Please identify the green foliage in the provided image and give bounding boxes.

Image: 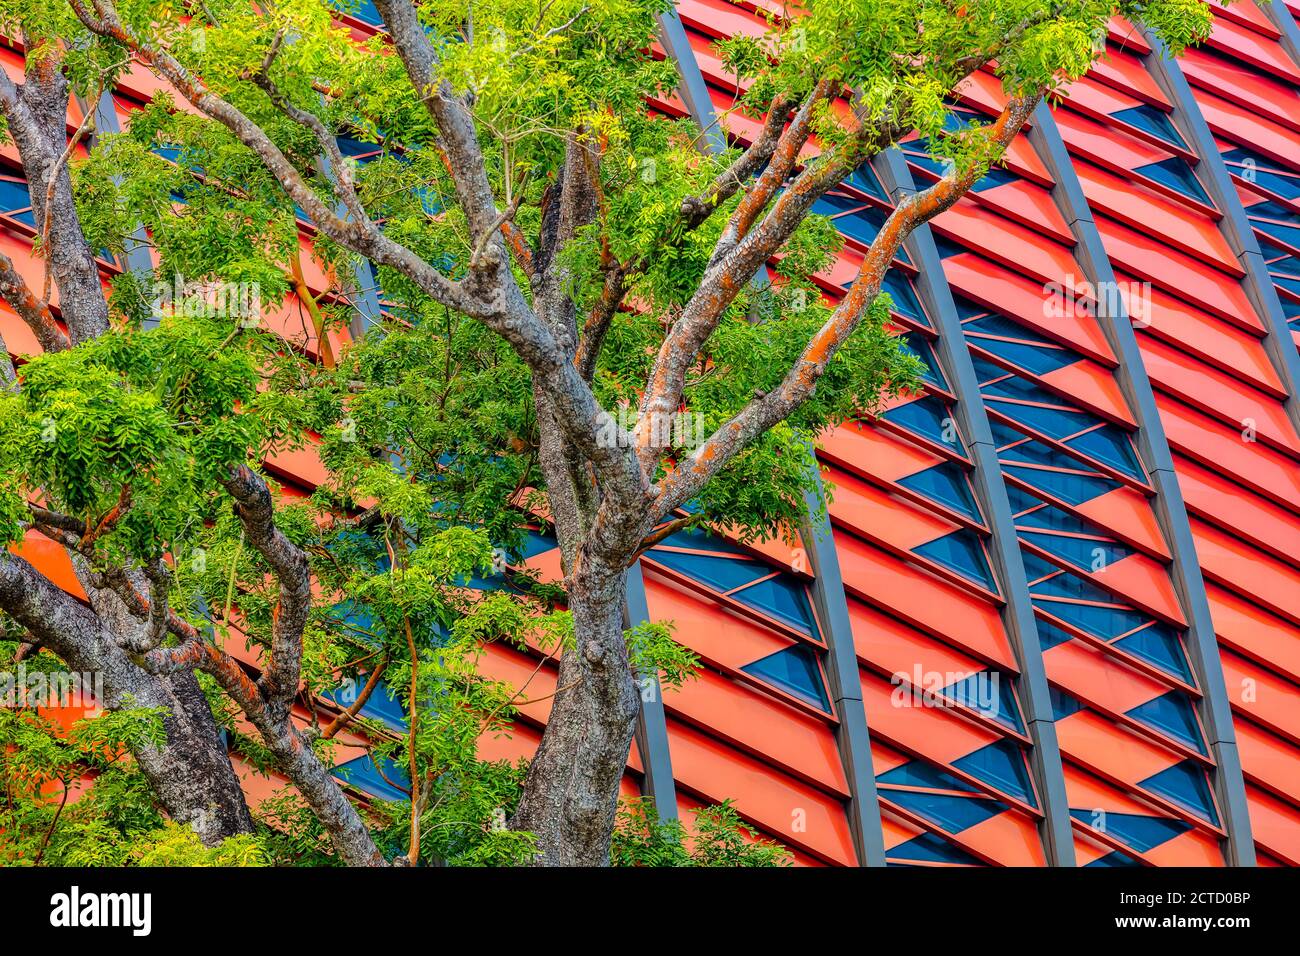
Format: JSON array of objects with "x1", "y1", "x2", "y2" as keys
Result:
[
  {"x1": 0, "y1": 0, "x2": 1219, "y2": 867},
  {"x1": 610, "y1": 797, "x2": 793, "y2": 867}
]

Prompt:
The material above must be set down word for word, with no picture carried over.

Worked solution:
Please identify the green foliage in the provided image and give bounding boxes.

Image: 
Format: JSON array of objects with "x1", "y1", "x2", "y2" as keys
Result:
[
  {"x1": 0, "y1": 0, "x2": 1219, "y2": 867},
  {"x1": 610, "y1": 797, "x2": 793, "y2": 867}
]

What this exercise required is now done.